* Start Dataset entries *

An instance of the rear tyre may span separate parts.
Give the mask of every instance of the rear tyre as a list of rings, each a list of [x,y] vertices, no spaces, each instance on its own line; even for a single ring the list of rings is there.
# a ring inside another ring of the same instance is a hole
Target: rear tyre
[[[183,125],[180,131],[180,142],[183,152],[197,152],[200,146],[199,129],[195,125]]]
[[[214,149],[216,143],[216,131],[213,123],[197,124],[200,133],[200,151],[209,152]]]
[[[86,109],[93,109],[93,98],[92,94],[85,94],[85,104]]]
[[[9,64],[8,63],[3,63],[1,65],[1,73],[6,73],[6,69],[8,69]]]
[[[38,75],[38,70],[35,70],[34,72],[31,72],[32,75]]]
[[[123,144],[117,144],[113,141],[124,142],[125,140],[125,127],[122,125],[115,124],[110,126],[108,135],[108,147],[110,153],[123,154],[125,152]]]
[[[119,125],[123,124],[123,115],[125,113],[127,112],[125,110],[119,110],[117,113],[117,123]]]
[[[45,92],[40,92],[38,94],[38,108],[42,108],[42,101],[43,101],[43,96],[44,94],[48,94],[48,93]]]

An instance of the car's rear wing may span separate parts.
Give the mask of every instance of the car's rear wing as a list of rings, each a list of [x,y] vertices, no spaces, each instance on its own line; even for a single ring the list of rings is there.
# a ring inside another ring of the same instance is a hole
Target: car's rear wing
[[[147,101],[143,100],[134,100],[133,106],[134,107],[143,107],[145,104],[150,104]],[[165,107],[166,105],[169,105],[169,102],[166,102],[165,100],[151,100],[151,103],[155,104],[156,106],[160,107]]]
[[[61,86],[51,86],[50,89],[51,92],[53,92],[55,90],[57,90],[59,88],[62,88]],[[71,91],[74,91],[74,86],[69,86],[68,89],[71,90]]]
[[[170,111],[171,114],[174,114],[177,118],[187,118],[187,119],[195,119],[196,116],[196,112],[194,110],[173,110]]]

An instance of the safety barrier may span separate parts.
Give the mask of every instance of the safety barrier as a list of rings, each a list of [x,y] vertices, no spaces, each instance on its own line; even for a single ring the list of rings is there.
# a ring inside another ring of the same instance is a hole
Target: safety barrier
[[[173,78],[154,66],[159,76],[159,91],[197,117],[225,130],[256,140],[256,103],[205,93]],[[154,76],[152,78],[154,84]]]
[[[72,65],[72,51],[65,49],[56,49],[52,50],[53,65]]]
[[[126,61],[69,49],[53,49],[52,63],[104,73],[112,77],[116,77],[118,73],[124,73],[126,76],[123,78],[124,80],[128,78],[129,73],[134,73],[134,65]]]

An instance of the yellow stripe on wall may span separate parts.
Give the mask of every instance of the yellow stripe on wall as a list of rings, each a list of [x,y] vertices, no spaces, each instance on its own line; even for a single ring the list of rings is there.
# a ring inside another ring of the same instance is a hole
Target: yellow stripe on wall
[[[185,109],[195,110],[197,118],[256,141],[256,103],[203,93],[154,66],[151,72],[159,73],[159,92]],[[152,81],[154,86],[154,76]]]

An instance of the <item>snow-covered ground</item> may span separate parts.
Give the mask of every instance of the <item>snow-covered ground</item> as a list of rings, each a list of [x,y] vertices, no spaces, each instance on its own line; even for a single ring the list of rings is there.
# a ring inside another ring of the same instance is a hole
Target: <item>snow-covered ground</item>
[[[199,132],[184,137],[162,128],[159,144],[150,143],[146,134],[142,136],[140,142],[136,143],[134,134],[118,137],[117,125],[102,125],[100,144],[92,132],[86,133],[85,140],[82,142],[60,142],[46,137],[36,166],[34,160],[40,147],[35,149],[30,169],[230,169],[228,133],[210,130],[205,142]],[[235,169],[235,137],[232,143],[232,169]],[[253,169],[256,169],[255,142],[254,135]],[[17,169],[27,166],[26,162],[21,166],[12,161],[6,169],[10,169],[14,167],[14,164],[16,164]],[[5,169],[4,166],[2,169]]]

* End Dataset entries *

* [The task] Write out the lines from the one containing "An instance of the safety" up to and including the one containing "Give the mask of every instance of the safety", with every character kept as it is.

* [Solution to the problem]
An instance of the safety barrier may span separate parts.
Give the mask of every instance of the safety barrier as a list of rings, each a list of [x,y] vertices, no spaces, each instance on its own line; even for a single ring the list of rings is there.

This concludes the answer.